##### Excerpt

Few Old Testament saints embodied this reality better than David. His 34th Psalm is one we know well and often memorize because of its eloquent, heartfelt invitation to taste and see the Lord’s goodness in delivering his children from danger or evil. But we often forget that David wrote this Psalm from a dark and dusty cave, a prisoner of his divinely-directed victories, but also divinely-directed hatred by Saul. The God who had just delivered him from yet another potentially fatal meeting with another insecure king was the same God who had enabled him to win the battles that won the hearts of the people in the first place. David is far from living the sweet life, but because he knows God, what the world would call bitter, he can call good.
It’s part of the tragic irony of David’s life that it’s when his dwelling changes from a dirty cave to a king’s palace that he forgets the goodness of God and falls into grievous sin by committing adultery with another man’s wife, and then murdering the woman’s husband in a futile attempt to hide his sin. When God sends Nathan to expose confront him, David could have abused his earthly authority over the prophet like he did over Uriah’s wife and Uriah himself, and had Nathan killed too. Instead, David repents, receives the consequences of his sin with humble grief, and pours out his heart to His God in Psalm 52. The bitterness of his sorrow is palpable. But the bitterness he tastes is not the world’s bitterness at exposure and consequential loss, the kind that flees God’s discipline. This is the medicinal bitterness of spiritual healing, the kind that submits to God’s discipline and, as a direct result, experiences healing and restoration
David’s testimony to the goodness of God in the midst of the bitterness of life foreshadows the supreme bitterness of Jesus’ suffering on the cross, not for His sin, but for our own. His was the ultimate guiltless suffering, meted out by His Heavenly Father as payment for our sin. Only through his sinless life and cursed death could our healing and restoration be accomplished. This is the irony of the soldiers’ mockery as they offered Jesus wine mixed with bitter herbs before his crucifixion began. The previous day, Jesus had told his disciples he would not drink wine again until he drank it with them in his Father’s kingdom. Wine was the sweet drink of rejoicing, and the time of rejoicing had not yet come. Jesus rejected the wine in part, not because it was too bitter, but because it wasn’t bitter enough. His willingness to taste the undiluted bitterness of judgment and death on my behalf purchased my restoration and healing, and, one day, my seat with him at our wedding banquet when we will drink that sweet new wine together. And while I wait, it empowers me to receive my own times of circumstantial bitterness as a way to taste the goodness of God.

##########
##### Material supplied

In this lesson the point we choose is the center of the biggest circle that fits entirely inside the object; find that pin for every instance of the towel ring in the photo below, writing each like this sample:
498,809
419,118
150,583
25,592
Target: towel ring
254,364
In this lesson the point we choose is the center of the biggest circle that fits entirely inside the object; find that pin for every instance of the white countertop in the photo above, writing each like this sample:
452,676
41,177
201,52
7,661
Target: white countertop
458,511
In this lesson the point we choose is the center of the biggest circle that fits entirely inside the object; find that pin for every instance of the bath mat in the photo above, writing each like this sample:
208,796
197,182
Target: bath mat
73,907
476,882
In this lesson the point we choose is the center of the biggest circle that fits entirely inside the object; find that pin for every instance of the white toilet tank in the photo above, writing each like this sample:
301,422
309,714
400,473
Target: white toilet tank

##########

• [To do]:
Answer these questions from the excerpt:
1. Where was David when he wrote his 34th Psalm?
2. Whom did God send to confront David after his sin?
3. What did the soldiers offer Jesus before his crucifixion began?

• [Exercise solution]:
1. A dark and dusty cave.
2. Nathan.
3. Wine mixed with bitter herbs.